Pick out every line in the rows below that contains the word "long", and copy each one. Case counts, so a line only qualifies if its capitalization matches.

MATERIAL SHOWN:
+++

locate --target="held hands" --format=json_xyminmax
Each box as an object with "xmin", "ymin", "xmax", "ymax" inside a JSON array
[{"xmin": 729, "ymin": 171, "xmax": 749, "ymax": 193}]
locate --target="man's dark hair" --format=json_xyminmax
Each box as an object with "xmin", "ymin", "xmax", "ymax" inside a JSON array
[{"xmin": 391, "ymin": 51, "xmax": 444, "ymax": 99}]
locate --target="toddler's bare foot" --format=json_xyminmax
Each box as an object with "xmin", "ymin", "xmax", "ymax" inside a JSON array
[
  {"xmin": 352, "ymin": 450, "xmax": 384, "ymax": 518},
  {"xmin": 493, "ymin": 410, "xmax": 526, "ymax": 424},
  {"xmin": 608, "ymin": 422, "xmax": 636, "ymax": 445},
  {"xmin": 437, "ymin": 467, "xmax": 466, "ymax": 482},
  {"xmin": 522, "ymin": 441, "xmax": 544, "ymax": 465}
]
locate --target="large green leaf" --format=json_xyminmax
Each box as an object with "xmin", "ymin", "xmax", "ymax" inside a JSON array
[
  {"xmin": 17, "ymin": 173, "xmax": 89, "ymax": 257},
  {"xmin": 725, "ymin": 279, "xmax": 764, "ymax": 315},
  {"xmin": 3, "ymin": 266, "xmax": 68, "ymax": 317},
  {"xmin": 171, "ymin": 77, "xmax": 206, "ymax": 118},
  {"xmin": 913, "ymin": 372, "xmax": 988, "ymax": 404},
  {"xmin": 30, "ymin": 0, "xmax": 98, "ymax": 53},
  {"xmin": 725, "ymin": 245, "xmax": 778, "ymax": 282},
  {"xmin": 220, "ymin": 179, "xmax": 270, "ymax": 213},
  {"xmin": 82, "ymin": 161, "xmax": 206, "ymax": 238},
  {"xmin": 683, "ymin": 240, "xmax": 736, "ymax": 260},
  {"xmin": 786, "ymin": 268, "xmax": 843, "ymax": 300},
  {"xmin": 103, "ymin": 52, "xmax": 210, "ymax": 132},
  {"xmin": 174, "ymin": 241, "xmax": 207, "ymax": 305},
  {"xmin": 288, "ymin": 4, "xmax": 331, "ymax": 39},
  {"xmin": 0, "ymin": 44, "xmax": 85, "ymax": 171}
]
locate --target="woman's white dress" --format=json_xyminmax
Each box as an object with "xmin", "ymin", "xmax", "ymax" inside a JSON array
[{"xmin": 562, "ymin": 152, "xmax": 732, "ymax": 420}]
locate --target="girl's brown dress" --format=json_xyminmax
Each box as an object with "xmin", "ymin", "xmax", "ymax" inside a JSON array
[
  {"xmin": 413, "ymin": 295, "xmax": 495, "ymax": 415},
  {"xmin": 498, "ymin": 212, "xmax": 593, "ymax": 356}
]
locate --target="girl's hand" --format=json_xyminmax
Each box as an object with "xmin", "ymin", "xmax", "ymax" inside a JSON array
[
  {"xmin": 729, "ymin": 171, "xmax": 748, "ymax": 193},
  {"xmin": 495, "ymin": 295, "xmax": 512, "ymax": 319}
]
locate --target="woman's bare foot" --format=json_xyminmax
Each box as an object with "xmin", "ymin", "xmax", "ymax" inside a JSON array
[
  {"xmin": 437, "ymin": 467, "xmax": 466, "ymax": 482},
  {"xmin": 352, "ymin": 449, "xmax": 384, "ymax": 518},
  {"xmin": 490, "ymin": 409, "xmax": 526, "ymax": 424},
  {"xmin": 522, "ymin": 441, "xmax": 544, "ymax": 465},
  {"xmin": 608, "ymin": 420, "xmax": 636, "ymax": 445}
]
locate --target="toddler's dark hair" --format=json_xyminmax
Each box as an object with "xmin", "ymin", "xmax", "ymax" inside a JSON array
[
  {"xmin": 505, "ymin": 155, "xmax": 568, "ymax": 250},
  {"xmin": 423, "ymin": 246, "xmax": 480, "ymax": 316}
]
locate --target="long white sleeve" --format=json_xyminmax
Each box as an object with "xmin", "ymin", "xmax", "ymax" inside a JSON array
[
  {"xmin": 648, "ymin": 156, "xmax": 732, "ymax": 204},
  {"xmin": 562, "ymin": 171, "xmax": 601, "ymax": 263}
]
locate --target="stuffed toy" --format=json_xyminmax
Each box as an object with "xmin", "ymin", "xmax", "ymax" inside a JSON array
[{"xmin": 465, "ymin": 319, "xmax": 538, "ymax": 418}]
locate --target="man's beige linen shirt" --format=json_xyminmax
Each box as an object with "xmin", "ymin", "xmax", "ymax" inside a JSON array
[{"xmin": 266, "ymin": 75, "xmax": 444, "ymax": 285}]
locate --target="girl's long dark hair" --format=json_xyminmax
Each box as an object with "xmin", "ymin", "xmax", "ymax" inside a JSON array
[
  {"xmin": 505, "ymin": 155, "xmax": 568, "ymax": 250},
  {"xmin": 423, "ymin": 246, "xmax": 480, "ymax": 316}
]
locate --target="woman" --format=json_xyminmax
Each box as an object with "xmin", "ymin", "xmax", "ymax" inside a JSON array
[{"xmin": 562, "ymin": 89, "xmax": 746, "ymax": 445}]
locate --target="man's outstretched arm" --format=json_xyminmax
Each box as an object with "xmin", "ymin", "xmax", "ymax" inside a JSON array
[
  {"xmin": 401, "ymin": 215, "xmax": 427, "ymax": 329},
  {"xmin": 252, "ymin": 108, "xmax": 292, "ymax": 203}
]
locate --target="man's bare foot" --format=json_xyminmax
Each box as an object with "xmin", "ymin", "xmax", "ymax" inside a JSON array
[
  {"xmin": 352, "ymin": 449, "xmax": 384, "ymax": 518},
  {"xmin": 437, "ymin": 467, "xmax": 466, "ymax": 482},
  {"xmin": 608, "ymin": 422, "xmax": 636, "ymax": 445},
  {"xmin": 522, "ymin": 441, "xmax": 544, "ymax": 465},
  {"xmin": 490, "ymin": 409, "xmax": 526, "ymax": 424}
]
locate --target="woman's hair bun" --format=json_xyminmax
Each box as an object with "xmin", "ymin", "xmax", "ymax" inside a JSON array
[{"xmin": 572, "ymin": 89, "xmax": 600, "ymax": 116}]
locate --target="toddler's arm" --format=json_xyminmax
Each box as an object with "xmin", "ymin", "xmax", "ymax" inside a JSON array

+++

FINAL ANSWER:
locate --target="long white sleeve" --format=json_xyminmax
locate --target="girl's long dark hair" --format=json_xyminmax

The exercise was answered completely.